Schreib den Abschnitt der Quelle, beginnend mit „## XHelp (27.“ und weiter bis „Damasus (27. Okt 2010)“, noch einmal ab und ersetze dabei „Socket“ durch „Server“.

▸ QUELLE:
:::::

Also wie gesagt lokal läuft es, aber ich schätze, dass der Router "irgendwas" verhindert... ich weiß e nicht.. 
Vielleicht hilft der Code weiter


----------



## XHelp (27. Okt 2010)

Bei dem Code hätte ich vermutet, dass du den Socket auf 127.0.0.1 bindest, so dass du gar nicht vor außen dich verbinden kannst, der Punkt scheint aber erledigt zu sein. Aber es bleiben ja noch die restlichen.


----------



## Damasus (27. Okt 2010)

ja mit dem telnet will kann ich noch probieren, nur der andere im anderen Netz ist gerade nicht da  muss es also später testen.
Gut wenn es daran liegt, dann müssen wir uns wohl den Router genauer anschauen.


----------



## mabuhay (29. Okt 2010)

Eclipse Zeilennummern:
Window -> Preferences -> General -> Appearance -> Editors -> auf "Text Editors" klicken, dort hats dann diverse optionen

Netzwerkproblem:
Versuchs zuerst mit einem Ping. Wenn das nicht funktioniert, ist ja evtl der Rauter falsch konfiguriert. Oder gehen sonst verbindungen?

mfg


----------

:::::

▸ GESAMMELTES MATERIAL:
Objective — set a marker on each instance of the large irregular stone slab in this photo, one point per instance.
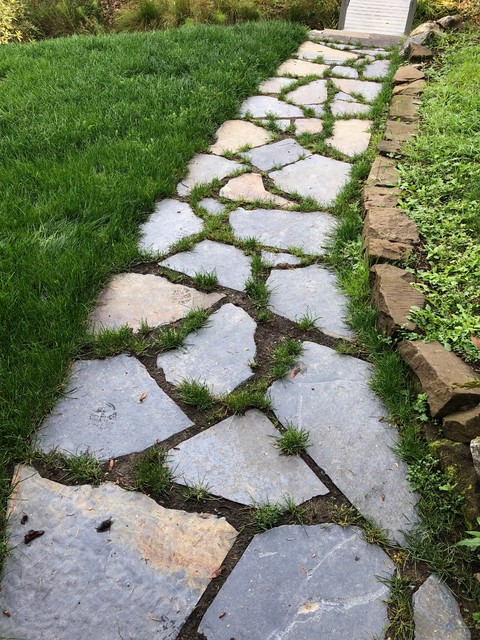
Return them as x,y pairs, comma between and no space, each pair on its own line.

:::::

▸ LÖSUNG:
## XHelp (27. Okt 2010)

Bei dem Code hätte ich vermutet, dass du den Server auf 127.0.0.1 bindest, so dass du gar nicht vor außen dich verbinden kannst, der Punkt scheint aber erledigt zu sein. Aber es bleiben ja noch die restlichen.


----------



## Damasus (27. Okt 2010)